SELECTED PASSAGE:
-----

Create Minimal Reproduction

# Minimal WebSocket test
echo "package main

import (
    \"fmt\"
    \"time\"
    \"github.com/gorilla/websocket\"
)

func main() {
    conn, _, err := websocket.DefaultDialer.Dial(\"ws://localhost:8090/ws\", nil)
    if err != nil {
        fmt.Printf(\"Connection failed: %v\\n\", err)
        return
    }
    defer conn.Close()
    
    fmt.Println(\"Connected successfully!\")
    
    for i := 0; i < 10; i++ {
        err := conn.WriteJSON(map[string]interface{}{
            \"type\": \"test\",
            \"message\": fmt.Sprintf(\"Test message %d\", i),
        })
        if err != nil {
            fmt.Printf(\"Write error: %v\\n\", err)
            return
        }
        time.Sleep(1 * time.Second)
    }
}" > minimal-websocket-test.go

go run minimal-websocket-test.go

🔄 Recovery Procedures

Complete System Reset

#!/bin/bash
# Reset monitoring system

# 1. Kill all related processes
pkill -f "monitor-server"
pkill -f "demo-.*monitoring"

# 2. Clean up temporary files
rm -f *.log
rm -f demo_*_output.md

# 3. Reset ports
sudo lsof -ti:8090 | xargs -r sudo kill -9

# 4. Restart services
go run ./cmd/monitor-server &

echo "System reset completed"

Database/State Reset

# Clear session state
rm -rf /tmp/translate-ssh-*
rm -f .session-cache

# Reset WebSocket connections
curl -X POST http://localhost:8090/reset

Quick Reference Commands

Command Purpose
lsof -i :8090 Check if monitoring server is running
go run ./cmd/monitor-server Start monitoring server
tail -f monitor-server.log Monitor server logs
echo $OPENAI_API_KEY Check API key
ssh milosvasic@localhost Test SSH connection
curl http://localhost:8090/status Check server status

Remember: Most issues are caused by:

  1. Server not running
  2. Incorrect configuration
  3. Network/firewall problems
  4. Missing environment variables

Start with the simplest check and work through the solutions systematically!

-----

EXTRACTED MATERIAL:

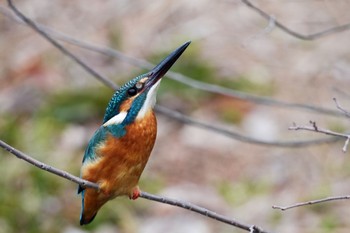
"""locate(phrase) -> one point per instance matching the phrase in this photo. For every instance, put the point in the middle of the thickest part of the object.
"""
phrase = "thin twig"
(343, 110)
(284, 28)
(199, 210)
(145, 195)
(239, 136)
(315, 128)
(212, 88)
(327, 199)
(177, 115)
(45, 167)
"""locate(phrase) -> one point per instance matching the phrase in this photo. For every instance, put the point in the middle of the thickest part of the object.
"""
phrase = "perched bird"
(119, 150)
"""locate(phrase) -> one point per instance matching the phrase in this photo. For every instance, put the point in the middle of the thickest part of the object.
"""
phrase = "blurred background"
(50, 107)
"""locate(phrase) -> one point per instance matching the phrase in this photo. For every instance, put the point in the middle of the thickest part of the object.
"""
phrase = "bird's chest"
(126, 157)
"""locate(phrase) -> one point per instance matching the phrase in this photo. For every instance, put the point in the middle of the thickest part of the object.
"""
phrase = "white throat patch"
(117, 119)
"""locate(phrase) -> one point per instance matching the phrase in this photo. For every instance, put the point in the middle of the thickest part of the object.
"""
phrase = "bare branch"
(347, 113)
(43, 166)
(212, 88)
(145, 195)
(315, 128)
(240, 137)
(179, 116)
(201, 211)
(328, 199)
(284, 28)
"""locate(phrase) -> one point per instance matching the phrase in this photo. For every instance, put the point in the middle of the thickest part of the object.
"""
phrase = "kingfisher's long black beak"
(159, 71)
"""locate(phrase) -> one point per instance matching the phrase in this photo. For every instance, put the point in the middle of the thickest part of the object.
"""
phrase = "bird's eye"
(132, 91)
(135, 89)
(139, 86)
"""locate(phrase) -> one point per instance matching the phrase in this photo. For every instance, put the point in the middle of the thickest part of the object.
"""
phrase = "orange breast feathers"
(120, 161)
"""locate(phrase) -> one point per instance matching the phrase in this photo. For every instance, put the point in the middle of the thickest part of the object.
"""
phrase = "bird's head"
(138, 96)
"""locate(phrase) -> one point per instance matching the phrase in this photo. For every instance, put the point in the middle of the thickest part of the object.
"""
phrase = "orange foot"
(135, 193)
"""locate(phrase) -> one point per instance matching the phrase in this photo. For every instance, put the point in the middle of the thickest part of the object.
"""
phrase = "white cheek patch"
(117, 119)
(150, 100)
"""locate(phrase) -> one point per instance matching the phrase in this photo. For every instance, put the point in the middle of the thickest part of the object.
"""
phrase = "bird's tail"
(90, 204)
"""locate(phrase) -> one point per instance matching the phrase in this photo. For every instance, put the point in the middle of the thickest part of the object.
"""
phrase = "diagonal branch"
(315, 128)
(327, 199)
(284, 28)
(209, 87)
(145, 195)
(177, 115)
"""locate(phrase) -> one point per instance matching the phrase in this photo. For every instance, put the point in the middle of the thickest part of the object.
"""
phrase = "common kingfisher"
(119, 150)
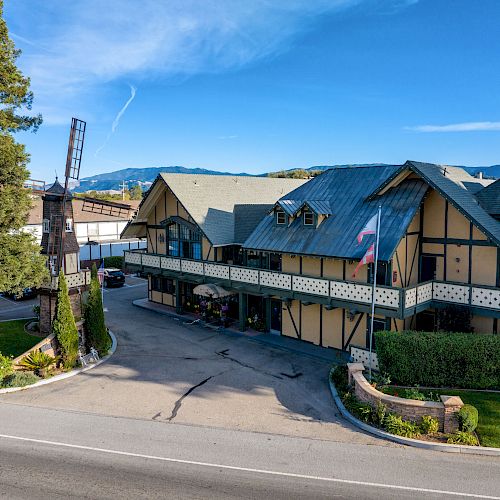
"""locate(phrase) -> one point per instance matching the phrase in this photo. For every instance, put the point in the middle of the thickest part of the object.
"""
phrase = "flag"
(100, 272)
(370, 228)
(367, 258)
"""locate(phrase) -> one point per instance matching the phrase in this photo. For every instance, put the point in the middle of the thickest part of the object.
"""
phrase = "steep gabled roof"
(346, 190)
(210, 200)
(456, 186)
(489, 198)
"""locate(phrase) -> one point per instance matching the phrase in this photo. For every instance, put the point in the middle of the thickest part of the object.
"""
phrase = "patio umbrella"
(212, 291)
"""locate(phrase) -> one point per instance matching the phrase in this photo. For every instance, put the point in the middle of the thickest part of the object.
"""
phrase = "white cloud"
(117, 119)
(72, 47)
(457, 127)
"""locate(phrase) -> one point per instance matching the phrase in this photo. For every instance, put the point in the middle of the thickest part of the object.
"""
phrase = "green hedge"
(464, 360)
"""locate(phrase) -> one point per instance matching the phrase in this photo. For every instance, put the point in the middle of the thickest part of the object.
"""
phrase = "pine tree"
(64, 325)
(95, 326)
(21, 264)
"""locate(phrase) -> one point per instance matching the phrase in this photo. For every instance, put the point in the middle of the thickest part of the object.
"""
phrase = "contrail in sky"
(117, 119)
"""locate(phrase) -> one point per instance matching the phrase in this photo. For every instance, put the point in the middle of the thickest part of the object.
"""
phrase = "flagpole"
(374, 289)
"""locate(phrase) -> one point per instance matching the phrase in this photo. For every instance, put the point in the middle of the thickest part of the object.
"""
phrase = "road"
(57, 442)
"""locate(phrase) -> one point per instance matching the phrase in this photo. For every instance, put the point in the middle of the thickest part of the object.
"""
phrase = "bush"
(465, 438)
(6, 367)
(19, 379)
(414, 393)
(440, 359)
(339, 378)
(38, 362)
(468, 417)
(95, 327)
(64, 325)
(429, 425)
(115, 261)
(399, 427)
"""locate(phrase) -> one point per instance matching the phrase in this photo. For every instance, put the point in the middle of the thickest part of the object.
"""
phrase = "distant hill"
(146, 176)
(132, 176)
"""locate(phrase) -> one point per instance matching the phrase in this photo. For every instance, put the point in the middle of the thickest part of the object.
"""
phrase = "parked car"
(27, 293)
(113, 277)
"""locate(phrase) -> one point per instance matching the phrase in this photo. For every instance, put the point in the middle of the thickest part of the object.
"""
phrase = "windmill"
(59, 241)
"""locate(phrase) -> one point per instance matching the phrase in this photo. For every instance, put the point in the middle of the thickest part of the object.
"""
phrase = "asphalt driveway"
(166, 371)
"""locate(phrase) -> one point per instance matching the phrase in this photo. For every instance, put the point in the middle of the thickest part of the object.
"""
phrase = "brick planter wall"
(410, 409)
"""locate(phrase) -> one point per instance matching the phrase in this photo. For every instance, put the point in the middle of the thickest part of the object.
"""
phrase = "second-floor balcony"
(389, 301)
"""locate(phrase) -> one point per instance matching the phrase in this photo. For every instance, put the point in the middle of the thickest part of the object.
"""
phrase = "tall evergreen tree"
(64, 325)
(95, 326)
(21, 264)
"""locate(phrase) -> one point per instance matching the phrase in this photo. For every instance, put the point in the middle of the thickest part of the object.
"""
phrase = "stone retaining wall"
(410, 409)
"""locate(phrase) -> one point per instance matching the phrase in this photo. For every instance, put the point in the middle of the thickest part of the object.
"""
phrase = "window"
(183, 241)
(280, 217)
(308, 218)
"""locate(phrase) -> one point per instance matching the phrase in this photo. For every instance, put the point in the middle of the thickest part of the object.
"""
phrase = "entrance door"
(275, 317)
(428, 270)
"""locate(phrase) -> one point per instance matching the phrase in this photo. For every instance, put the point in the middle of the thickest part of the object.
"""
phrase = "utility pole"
(123, 190)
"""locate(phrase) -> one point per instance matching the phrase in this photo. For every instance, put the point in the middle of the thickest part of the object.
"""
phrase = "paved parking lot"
(166, 371)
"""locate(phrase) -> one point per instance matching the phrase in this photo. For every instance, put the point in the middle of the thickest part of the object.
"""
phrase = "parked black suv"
(113, 277)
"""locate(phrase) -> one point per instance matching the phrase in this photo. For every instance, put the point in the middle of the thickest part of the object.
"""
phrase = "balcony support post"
(178, 299)
(242, 311)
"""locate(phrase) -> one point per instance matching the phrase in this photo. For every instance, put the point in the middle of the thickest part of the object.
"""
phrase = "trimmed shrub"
(64, 325)
(114, 261)
(468, 417)
(6, 367)
(461, 437)
(38, 362)
(429, 425)
(95, 327)
(463, 360)
(399, 427)
(19, 379)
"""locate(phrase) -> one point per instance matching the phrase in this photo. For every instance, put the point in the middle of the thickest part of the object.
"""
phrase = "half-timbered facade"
(288, 251)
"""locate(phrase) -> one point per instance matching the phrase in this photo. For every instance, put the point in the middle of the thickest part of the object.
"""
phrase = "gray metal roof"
(246, 219)
(489, 198)
(346, 190)
(452, 182)
(210, 199)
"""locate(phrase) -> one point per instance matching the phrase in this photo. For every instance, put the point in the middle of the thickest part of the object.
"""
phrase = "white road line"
(249, 469)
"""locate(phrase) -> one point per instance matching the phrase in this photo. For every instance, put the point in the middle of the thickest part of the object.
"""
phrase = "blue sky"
(260, 85)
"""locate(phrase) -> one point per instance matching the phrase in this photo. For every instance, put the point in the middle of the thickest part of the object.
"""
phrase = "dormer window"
(280, 217)
(308, 218)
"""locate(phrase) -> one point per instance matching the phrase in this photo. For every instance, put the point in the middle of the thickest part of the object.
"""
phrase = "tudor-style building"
(290, 257)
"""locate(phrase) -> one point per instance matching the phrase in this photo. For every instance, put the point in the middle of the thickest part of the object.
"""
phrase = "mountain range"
(146, 176)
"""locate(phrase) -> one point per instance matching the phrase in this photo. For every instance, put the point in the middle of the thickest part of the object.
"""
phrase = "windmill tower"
(59, 242)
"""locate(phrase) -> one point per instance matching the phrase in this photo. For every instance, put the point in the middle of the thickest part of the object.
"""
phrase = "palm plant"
(38, 362)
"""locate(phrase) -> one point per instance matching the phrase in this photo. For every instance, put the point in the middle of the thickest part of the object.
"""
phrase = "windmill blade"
(75, 148)
(37, 187)
(105, 207)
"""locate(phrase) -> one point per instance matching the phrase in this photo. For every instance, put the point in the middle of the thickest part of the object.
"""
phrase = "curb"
(66, 375)
(416, 443)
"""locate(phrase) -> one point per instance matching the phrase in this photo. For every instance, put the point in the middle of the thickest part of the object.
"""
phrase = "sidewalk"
(277, 341)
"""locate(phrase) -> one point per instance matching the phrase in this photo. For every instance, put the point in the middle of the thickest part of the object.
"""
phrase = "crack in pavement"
(223, 354)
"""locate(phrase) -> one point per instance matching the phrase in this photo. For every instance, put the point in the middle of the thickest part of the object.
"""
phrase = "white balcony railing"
(348, 291)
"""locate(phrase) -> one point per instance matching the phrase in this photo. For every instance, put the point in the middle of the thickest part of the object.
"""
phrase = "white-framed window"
(280, 217)
(308, 218)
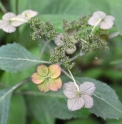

-----

WHAT YOU NEED TO DO:
Copy the troubleshooting guide from "for i := 0;" to "time.Sleep(1 * time.Second)", substituting "Sample message" for "Test message". The records have nothing to do with the troubleshooting guide.

OUTPUT FOR THIS TASK:
for i := 0; i < 10; i++ {
        err := conn.WriteJSON(map[string]interface{}{
            \"type\": \"test\",
            \"message\": fmt.Sprintf(\"Sample message %d\", i),
        })
        if err != nil {
            fmt.Printf(\"Write error: %v\\n\", err)
            return
        }
        time.Sleep(1 * time.Second)